Required work:
Copy exactly the last part of the entries, starting from the line with "Find the large" and including the final line.

(Collection entries)
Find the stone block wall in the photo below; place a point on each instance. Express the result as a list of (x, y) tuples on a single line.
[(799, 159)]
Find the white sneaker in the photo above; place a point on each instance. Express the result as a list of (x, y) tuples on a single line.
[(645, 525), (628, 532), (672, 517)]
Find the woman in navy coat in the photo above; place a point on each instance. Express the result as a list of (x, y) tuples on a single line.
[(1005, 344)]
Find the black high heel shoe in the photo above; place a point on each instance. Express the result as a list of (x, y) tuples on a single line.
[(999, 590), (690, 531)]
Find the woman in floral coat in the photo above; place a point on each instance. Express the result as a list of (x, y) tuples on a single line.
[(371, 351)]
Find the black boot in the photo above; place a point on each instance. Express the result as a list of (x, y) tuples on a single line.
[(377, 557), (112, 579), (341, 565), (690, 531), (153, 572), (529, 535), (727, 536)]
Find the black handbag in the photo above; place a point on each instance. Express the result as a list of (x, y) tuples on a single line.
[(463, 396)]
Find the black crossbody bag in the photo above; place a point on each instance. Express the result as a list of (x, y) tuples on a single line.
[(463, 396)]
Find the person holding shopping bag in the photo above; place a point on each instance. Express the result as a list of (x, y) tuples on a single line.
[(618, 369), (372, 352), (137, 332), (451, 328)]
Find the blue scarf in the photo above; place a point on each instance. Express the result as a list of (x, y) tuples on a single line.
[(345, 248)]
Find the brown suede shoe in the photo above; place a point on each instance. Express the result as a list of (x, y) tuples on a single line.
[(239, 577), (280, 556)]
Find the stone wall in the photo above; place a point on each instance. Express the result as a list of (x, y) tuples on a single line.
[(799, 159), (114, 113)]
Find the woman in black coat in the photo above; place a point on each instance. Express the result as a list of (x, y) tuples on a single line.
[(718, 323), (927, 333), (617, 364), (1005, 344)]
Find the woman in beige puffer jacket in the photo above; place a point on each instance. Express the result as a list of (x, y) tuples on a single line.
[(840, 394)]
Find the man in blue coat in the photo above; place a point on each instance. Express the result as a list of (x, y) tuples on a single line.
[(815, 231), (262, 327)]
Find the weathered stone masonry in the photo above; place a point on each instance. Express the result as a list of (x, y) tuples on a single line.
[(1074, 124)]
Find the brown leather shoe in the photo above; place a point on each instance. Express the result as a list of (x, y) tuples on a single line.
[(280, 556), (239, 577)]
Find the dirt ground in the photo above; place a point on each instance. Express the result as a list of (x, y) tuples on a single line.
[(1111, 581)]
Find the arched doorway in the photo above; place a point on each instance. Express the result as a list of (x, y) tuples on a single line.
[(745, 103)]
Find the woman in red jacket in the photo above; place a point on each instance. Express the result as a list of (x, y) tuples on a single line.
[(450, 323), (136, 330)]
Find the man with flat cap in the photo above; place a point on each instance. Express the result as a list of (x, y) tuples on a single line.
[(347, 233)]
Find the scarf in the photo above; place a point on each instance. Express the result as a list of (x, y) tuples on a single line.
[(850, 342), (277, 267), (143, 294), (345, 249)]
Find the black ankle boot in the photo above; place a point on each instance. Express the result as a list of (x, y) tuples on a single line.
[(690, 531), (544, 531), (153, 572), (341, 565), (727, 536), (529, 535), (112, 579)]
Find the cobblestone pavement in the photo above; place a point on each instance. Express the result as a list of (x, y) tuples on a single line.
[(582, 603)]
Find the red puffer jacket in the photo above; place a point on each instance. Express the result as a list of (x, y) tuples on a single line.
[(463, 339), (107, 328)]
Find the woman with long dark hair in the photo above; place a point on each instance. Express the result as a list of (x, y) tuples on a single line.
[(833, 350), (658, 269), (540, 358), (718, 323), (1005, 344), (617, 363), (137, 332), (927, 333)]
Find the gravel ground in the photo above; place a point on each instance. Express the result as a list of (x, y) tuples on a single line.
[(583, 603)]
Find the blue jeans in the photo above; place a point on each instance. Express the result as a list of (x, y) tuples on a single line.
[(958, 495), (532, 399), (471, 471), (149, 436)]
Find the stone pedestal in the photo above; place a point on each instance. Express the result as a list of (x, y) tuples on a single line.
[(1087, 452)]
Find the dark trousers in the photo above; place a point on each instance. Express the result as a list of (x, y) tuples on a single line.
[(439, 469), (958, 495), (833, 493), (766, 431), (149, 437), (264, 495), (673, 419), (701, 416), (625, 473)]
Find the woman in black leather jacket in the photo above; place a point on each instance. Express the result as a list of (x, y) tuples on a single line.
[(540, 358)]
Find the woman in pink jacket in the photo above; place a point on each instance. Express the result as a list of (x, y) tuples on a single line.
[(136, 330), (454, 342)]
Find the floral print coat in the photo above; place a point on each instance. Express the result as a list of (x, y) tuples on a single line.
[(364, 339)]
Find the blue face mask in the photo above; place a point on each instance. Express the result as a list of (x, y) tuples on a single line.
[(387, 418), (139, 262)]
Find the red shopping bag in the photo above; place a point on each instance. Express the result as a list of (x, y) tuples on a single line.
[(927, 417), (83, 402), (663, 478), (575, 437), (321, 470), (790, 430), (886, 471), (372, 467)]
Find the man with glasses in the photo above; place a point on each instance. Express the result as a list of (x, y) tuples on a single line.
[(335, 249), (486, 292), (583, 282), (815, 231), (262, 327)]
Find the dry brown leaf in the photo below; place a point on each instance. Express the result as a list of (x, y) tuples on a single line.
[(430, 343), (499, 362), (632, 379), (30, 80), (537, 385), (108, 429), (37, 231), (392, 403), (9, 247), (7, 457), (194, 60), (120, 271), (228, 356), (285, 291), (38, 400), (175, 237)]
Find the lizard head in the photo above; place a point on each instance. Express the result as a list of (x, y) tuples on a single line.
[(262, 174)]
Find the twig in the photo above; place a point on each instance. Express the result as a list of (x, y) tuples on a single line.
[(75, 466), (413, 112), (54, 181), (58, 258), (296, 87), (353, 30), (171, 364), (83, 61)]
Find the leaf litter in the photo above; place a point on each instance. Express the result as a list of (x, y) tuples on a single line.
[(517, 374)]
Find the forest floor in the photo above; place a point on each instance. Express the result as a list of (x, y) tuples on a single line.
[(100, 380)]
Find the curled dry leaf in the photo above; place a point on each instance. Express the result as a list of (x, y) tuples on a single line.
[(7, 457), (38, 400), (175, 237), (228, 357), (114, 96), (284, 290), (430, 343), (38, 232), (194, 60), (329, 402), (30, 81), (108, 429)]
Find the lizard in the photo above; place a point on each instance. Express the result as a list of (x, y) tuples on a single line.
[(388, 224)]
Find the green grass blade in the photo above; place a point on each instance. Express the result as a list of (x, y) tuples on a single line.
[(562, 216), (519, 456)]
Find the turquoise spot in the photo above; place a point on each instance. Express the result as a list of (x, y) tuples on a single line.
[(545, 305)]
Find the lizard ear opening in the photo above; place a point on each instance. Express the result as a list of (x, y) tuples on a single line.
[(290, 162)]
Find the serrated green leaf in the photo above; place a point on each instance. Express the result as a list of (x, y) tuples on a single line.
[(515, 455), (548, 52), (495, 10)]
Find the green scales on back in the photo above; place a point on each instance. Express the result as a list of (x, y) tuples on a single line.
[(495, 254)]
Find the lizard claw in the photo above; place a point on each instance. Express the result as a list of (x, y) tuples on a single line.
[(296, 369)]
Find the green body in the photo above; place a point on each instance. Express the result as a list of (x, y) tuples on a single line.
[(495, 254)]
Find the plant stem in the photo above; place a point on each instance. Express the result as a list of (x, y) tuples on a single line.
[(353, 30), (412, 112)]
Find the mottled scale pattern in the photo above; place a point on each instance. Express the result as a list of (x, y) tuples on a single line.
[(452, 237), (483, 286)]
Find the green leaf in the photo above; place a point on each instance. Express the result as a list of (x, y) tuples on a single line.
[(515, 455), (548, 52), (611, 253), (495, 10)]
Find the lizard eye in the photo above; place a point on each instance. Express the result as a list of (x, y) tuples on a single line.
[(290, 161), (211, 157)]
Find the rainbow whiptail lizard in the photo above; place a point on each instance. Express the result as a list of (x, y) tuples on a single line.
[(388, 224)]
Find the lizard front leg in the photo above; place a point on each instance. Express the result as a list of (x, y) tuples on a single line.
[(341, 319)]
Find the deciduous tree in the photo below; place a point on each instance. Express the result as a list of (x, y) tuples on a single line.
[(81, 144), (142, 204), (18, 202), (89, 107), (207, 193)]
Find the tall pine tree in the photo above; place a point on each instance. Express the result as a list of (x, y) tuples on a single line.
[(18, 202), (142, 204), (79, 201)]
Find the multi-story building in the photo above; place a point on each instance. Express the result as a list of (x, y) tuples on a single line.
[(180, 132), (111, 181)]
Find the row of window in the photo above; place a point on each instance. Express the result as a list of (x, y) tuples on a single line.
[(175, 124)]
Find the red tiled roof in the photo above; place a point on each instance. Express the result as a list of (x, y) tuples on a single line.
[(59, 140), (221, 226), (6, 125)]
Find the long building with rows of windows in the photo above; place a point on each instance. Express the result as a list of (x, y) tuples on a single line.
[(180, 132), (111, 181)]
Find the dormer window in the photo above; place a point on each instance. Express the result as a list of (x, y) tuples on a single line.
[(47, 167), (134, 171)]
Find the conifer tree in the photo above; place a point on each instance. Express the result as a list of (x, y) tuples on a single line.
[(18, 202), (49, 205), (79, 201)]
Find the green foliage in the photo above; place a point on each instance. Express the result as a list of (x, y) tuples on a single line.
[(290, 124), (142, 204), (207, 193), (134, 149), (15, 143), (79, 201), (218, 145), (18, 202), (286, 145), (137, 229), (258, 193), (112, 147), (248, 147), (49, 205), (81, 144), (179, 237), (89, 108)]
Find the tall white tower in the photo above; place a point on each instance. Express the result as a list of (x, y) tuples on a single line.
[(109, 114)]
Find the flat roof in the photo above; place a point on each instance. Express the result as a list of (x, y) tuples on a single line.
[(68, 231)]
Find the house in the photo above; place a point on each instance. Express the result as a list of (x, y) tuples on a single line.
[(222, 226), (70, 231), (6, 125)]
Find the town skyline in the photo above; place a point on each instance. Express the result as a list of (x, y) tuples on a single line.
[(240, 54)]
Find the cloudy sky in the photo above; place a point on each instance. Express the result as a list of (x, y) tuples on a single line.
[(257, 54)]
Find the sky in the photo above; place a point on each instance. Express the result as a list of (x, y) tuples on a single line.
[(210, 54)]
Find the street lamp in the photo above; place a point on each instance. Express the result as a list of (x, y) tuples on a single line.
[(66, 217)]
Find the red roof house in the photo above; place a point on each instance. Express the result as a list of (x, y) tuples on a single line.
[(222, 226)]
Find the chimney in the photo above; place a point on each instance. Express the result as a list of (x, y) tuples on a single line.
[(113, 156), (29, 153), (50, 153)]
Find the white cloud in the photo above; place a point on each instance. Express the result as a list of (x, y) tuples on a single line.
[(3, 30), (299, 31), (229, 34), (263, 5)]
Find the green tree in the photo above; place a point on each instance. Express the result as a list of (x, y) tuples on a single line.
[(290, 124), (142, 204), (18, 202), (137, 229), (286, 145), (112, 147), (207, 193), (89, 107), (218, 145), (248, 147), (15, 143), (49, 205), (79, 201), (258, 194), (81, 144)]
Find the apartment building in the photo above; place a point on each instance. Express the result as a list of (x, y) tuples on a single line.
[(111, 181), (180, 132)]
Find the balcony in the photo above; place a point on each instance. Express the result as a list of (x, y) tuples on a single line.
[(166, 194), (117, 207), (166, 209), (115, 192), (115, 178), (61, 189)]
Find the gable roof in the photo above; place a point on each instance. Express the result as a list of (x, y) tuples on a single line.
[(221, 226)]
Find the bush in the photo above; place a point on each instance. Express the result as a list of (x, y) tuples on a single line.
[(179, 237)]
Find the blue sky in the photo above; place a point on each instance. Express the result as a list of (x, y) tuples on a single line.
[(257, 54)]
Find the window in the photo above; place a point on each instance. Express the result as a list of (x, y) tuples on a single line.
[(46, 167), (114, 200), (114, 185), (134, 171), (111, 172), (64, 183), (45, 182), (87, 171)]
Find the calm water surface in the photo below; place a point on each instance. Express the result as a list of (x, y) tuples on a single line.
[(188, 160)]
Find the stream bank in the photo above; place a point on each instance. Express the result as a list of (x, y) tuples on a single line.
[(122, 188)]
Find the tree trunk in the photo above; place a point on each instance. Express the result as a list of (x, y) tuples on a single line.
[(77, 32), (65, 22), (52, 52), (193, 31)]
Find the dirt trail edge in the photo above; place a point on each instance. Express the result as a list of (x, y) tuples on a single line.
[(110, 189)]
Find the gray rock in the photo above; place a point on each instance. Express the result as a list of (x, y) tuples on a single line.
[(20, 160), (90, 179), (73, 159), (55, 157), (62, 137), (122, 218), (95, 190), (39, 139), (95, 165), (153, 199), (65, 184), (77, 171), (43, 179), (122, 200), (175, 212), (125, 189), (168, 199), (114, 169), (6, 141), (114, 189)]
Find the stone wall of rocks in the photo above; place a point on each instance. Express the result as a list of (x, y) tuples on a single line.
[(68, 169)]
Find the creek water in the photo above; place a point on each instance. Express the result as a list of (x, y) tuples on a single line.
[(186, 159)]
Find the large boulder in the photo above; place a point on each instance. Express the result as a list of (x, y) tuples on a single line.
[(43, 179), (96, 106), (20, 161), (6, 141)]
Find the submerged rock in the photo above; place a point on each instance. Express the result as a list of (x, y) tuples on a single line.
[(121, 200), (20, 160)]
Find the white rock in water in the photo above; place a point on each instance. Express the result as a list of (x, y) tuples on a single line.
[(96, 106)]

Expected output:
Find the large boulder in the photo above; place a point on each instance. Express the result as a list of (x, y) tuples on a single line.
[(43, 179), (96, 106), (20, 161), (6, 141)]
Find the submerged rock in the photo above; place a point on each instance. Express the result as a list of (x, y) tuples on a single line.
[(121, 200), (20, 160)]
Find the white rock in water in the photo above; place a point on each instance. Express the result as a list of (x, y) tuples on a single line.
[(96, 106)]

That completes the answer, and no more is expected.